EXTRACTED TEXT ::

⁂

The thought that comes from my heart is: Go with what *your heart* says.
Bless you & your sweet baby. 

Cindy


----------



## Skyeking

bradygirl said:


> I talked to the vet and he seems to think that it is a mute point, and probably needs to be put down...I told him I was going to think about it and bring him over later....I can tell him to give the meds, But truthfully I respect all of you.. what are the odds that he will be able to function if he recovers from this...It is horrible watching him all of a sudden start flailing around, or make an attempt to eat but not be able to because he falls face forwrd into it... I love him so much..I have been crying all day...I don't want him to suffer if he is going to live, but still be unable to walk ect... his one leg is so far out in front of him I wonder how that would ever get fixed.... I don't want to put him to sleep if I don't have to, but I also don't want him to have to live like this.... I have been giving him drinks of water and feeding him some seeds...I had someone else tell me that it could be PMV....and that it could take weeks fro him to recover if at all...what are your thoughts..I am supposed to take him over around 5pm EST..so I really need to think this thru alot....any thoughts or feelings from the heart would really be greatly appreciated. I am really new to having birds, but I can tell you the pain of watching him like this is like my own child being sick...

⁂

SOURCE MATERIAL ::
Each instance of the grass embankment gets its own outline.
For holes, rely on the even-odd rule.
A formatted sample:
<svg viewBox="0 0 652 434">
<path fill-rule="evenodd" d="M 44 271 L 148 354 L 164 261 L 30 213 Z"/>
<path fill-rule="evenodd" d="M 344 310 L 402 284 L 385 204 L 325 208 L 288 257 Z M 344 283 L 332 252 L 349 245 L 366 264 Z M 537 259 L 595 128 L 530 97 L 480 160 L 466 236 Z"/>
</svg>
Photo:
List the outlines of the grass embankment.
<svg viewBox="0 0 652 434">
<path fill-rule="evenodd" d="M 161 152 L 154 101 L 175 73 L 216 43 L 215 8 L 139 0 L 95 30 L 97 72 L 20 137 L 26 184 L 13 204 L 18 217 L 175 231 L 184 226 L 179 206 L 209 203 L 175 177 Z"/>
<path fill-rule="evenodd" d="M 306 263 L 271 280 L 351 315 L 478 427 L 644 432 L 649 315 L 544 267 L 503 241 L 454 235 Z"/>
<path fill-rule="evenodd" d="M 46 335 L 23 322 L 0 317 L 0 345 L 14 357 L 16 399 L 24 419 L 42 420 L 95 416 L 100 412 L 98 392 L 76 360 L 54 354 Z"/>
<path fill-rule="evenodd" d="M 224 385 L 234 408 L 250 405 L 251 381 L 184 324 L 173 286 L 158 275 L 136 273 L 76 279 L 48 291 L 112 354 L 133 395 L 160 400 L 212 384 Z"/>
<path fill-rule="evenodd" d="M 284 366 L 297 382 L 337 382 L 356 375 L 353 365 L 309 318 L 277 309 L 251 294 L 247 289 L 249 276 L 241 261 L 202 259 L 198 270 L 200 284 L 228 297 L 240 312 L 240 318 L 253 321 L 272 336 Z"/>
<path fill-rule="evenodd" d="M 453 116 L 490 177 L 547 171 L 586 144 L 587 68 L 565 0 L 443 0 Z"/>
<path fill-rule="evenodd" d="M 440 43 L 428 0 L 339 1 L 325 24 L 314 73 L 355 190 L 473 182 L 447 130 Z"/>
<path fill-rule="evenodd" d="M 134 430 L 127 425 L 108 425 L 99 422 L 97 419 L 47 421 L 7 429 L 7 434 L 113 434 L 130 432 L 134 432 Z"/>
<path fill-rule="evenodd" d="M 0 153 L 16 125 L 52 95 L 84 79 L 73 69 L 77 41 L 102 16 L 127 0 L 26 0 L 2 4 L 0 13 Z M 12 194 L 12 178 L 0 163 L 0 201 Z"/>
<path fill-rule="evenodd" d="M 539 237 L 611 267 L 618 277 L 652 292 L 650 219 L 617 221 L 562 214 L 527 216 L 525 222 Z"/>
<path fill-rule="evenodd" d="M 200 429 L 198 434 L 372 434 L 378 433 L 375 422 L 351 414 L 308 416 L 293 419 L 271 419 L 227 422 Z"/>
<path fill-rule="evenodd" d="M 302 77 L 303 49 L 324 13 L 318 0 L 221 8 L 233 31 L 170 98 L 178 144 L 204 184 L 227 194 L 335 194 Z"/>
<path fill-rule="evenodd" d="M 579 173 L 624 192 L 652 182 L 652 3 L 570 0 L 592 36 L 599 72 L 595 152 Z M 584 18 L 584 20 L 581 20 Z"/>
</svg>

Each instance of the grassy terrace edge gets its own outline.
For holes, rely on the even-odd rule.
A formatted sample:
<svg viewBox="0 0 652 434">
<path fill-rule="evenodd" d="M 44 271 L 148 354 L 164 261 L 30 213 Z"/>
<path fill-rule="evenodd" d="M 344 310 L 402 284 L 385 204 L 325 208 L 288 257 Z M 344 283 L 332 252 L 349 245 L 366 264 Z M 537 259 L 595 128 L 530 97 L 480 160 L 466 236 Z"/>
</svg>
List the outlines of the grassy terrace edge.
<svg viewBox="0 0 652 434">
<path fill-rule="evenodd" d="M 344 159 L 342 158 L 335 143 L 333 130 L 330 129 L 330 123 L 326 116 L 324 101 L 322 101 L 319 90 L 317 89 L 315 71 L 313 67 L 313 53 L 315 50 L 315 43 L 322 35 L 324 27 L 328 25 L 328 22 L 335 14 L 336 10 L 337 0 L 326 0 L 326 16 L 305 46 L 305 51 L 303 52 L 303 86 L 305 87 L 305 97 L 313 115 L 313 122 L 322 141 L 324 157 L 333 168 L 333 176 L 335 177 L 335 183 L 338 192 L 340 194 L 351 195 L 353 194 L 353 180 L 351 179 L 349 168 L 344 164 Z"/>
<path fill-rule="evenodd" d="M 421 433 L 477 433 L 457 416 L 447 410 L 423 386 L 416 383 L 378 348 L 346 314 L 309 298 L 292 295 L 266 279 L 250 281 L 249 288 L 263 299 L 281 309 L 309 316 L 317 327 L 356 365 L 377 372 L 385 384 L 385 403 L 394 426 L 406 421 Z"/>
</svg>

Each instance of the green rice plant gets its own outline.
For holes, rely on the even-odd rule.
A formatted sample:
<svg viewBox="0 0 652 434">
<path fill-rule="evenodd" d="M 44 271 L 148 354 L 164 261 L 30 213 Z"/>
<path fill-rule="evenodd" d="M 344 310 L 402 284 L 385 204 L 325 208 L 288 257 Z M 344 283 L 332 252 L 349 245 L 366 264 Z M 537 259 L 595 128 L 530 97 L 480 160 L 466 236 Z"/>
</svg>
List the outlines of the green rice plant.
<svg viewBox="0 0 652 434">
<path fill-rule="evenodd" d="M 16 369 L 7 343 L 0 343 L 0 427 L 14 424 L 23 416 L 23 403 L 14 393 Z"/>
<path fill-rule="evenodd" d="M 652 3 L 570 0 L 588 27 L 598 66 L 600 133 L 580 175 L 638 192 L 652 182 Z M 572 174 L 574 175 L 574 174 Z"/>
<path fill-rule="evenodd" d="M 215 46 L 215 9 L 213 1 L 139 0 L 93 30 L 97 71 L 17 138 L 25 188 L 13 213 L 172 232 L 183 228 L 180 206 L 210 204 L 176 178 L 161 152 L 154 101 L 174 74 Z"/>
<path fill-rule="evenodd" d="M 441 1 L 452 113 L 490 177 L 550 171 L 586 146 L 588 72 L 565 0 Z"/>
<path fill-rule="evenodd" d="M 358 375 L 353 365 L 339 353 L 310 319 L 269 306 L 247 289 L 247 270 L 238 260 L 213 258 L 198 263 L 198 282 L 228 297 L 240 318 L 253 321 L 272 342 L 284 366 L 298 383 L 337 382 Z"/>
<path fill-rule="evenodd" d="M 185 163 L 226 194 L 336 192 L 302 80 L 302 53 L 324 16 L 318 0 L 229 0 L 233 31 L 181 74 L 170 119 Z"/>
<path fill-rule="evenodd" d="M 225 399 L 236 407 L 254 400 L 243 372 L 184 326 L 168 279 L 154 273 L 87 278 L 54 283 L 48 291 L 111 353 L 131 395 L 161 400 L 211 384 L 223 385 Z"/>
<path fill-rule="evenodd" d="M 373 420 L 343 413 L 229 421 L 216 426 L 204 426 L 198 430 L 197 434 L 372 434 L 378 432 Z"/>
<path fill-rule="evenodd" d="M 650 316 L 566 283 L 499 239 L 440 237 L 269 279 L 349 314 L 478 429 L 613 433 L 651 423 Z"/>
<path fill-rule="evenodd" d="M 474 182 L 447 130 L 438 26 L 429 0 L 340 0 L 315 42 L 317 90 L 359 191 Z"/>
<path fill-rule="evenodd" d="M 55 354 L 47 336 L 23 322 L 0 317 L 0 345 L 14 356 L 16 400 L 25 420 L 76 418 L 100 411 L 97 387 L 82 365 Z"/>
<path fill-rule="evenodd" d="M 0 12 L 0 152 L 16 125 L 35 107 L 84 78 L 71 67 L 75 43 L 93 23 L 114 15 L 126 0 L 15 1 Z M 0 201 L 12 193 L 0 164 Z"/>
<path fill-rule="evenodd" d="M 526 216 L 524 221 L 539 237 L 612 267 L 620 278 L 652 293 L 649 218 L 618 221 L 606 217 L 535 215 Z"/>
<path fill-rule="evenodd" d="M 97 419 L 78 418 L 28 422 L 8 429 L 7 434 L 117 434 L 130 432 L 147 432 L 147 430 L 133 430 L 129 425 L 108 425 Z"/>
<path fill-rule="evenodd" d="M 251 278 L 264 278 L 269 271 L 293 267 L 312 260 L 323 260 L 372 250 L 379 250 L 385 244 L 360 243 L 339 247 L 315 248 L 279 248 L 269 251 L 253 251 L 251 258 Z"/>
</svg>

⁂

PROMPT 1 :: In the forum thread about the sick bird, rewrite the quoted paragraph beginning "I talked to the vet" as a short bulleted list that keeps its main facts.
PROMPT 2 :: Continue the forum thread about the sick bird from the point where it stops.

ANSWER AREA 1 ::
- The vet thinks the bird probably needs to be put down. I said I would think about it and bring him over later, around 5pm EST.
- I could instead ask the vet to give him medication. I wonder whether he could function if he recovers.
- He suddenly flails around. When he tries to eat, he falls face forward. One leg sticks far out in front of him.
- I love him, have been crying all day, and don't want him to suffer or to live unable to walk. I also don't want to put him to sleep if I don't have to.
- I have been giving him water and some seeds.
- Someone else said it could be PMV, and that recovery could take weeks, if it happens at all.
- I am new to birds, but watching him feels like watching my own child be sick. I would appreciate thoughts from the heart.

ANSWER AREA 2 ::
bradygirl,

I'm so sorry your bird is not doing so well, and I can imagine how overwhelming all this must be for you, and so hard for the bird. 

Please don't let all the information overwhelm you and cause you to be confused. 

You need to have an accurate diagnosis and that is sometiimes very hard to get with a vet, as they don't get too many pigeons. 

Please listen to those of us here that HAVE had extensive experience with pigeons and can help you to make the right decision, although based on your description of symptoms, they are doing their best.

Only you can make the decision to euthanize, but follow your heart and your own mind, not what the vet wants you to do.


----------



## Guest

Pidgey,
I'm not sure either so hopefully this can be answered by my vet.


----------



## bradygirl

I Swear It Must Be Some Sort Of A Sign...i Was Cleaning Him Up Because He Moves Around In His Own Droppings, And While I Was Cleaning Him He Looked Into My Eyes....it Was Really Strange....i Put Him Bach On My Desk Next To Me And All Of A Sudden He Acted Like He Was Feeling Alot Better....he Started Eating Like He Hadn't Eaten For A Week... He Was Drinking Off A Spoon...i Can't Believe It..my Husband Thinks I Am Crazy..i Was Crying Before About Putting Him Down, Now I Am Crying Because He Is Eating....i Am Going To Get The Vet To Give Him Some Sort Of Shot When I Go Over, And Not The Kind To Put Him To Sleep. I Will Give It My Best Shot Since He Is Trying Just As Hard....i Am Sooo Proud Of Him....still Worried About All The Other Things I Said Before, But He Is Looking Alot More Spunky Then He Has For The Last 2 Days..


----------



## Guest

Here's hoping.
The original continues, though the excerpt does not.